:: WRITTEN PROBLEM ::
Render every one of the entries below as a Markdown table with two columns, No. and Entry, giving each line its own numbered row and omitting any blank lines.

____________________

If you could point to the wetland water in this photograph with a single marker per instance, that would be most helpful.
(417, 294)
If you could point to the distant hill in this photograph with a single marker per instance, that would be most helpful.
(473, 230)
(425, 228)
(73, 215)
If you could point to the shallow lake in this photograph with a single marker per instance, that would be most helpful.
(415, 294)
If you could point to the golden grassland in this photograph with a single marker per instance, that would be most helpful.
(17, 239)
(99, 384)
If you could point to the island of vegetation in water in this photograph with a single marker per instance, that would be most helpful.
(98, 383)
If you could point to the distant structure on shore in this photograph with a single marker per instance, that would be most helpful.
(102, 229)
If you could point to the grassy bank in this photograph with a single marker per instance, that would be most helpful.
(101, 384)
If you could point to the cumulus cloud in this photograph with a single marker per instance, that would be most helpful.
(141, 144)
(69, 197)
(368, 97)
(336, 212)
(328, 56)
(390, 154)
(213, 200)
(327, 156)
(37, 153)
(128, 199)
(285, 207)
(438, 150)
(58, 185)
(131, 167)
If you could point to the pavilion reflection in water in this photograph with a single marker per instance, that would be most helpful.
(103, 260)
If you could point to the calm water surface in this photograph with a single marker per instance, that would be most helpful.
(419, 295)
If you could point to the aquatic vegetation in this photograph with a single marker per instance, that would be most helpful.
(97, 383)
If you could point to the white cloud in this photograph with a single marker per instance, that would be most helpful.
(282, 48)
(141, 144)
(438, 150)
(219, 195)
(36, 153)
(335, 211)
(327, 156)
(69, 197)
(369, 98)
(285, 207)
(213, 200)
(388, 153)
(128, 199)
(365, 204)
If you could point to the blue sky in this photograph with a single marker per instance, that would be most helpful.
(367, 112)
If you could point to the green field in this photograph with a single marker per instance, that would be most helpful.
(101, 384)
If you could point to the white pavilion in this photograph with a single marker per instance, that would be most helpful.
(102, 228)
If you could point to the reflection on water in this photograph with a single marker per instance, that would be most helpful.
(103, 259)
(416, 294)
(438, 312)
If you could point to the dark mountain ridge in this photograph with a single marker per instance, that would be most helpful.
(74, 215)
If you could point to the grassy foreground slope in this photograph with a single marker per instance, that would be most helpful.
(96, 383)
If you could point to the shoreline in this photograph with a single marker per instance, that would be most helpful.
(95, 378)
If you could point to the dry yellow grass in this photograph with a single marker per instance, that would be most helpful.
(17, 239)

____________________

:: TASK ANSWER ::
| No. | Entry |
|---|---|
| 1 | If you could point to the wetland water in this photograph with a single marker per instance, that would be most helpful. |
| 2 | (417, 294) |
| 3 | If you could point to the distant hill in this photograph with a single marker per instance, that would be most helpful. |
| 4 | (473, 230) |
| 5 | (425, 228) |
| 6 | (73, 215) |
| 7 | If you could point to the shallow lake in this photograph with a single marker per instance, that would be most helpful. |
| 8 | (415, 294) |
| 9 | If you could point to the golden grassland in this photograph with a single marker per instance, that would be most helpful. |
| 10 | (17, 239) |
| 11 | (99, 384) |
| 12 | If you could point to the island of vegetation in water in this photograph with a single marker per instance, that would be most helpful. |
| 13 | (98, 383) |
| 14 | If you could point to the distant structure on shore in this photograph with a single marker per instance, that would be most helpful. |
| 15 | (102, 229) |
| 16 | If you could point to the grassy bank in this photograph with a single marker per instance, that would be most helpful. |
| 17 | (101, 384) |
| 18 | If you could point to the cumulus cloud in this photograph with a single marker per instance, that would be most helpful. |
| 19 | (141, 144) |
| 20 | (69, 197) |
| 21 | (368, 97) |
| 22 | (336, 212) |
| 23 | (328, 56) |
| 24 | (390, 154) |
| 25 | (213, 200) |
| 26 | (327, 156) |
| 27 | (37, 153) |
| 28 | (128, 199) |
| 29 | (285, 207) |
| 30 | (438, 150) |
| 31 | (58, 185) |
| 32 | (131, 167) |
| 33 | If you could point to the pavilion reflection in water in this photograph with a single marker per instance, that would be most helpful. |
| 34 | (103, 260) |
| 35 | If you could point to the calm water surface in this photograph with a single marker per instance, that would be most helpful. |
| 36 | (419, 295) |
| 37 | If you could point to the aquatic vegetation in this photograph with a single marker per instance, that would be most helpful. |
| 38 | (97, 383) |
| 39 | If you could point to the white cloud in this photograph with a single marker per instance, that would be most helpful. |
| 40 | (282, 48) |
| 41 | (141, 144) |
| 42 | (438, 150) |
| 43 | (219, 195) |
| 44 | (36, 153) |
| 45 | (335, 211) |
| 46 | (327, 156) |
| 47 | (69, 197) |
| 48 | (369, 98) |
| 49 | (285, 207) |
| 50 | (213, 200) |
| 51 | (388, 153) |
| 52 | (128, 199) |
| 53 | (365, 204) |
| 54 | If you could point to the blue sky in this photograph with a single marker per instance, that would be most helpful. |
| 55 | (367, 112) |
| 56 | If you could point to the green field in this photograph with a single marker per instance, that would be most helpful. |
| 57 | (101, 384) |
| 58 | If you could point to the white pavilion in this photograph with a single marker per instance, that would be most helpful. |
| 59 | (102, 228) |
| 60 | If you could point to the reflection on water in this photograph with a single marker per instance, that would be most helpful. |
| 61 | (103, 259) |
| 62 | (416, 294) |
| 63 | (438, 312) |
| 64 | If you could point to the dark mountain ridge in this photograph with a single marker per instance, that would be most helpful. |
| 65 | (74, 215) |
| 66 | If you could point to the grassy foreground slope in this photograph with a single marker per instance, that would be most helpful. |
| 67 | (96, 383) |
| 68 | If you could point to the shoreline in this photograph with a single marker per instance, that would be most helpful. |
| 69 | (95, 378) |
| 70 | If you could point to the dry yellow grass in this photograph with a single marker per instance, that would be most helpful. |
| 71 | (17, 239) |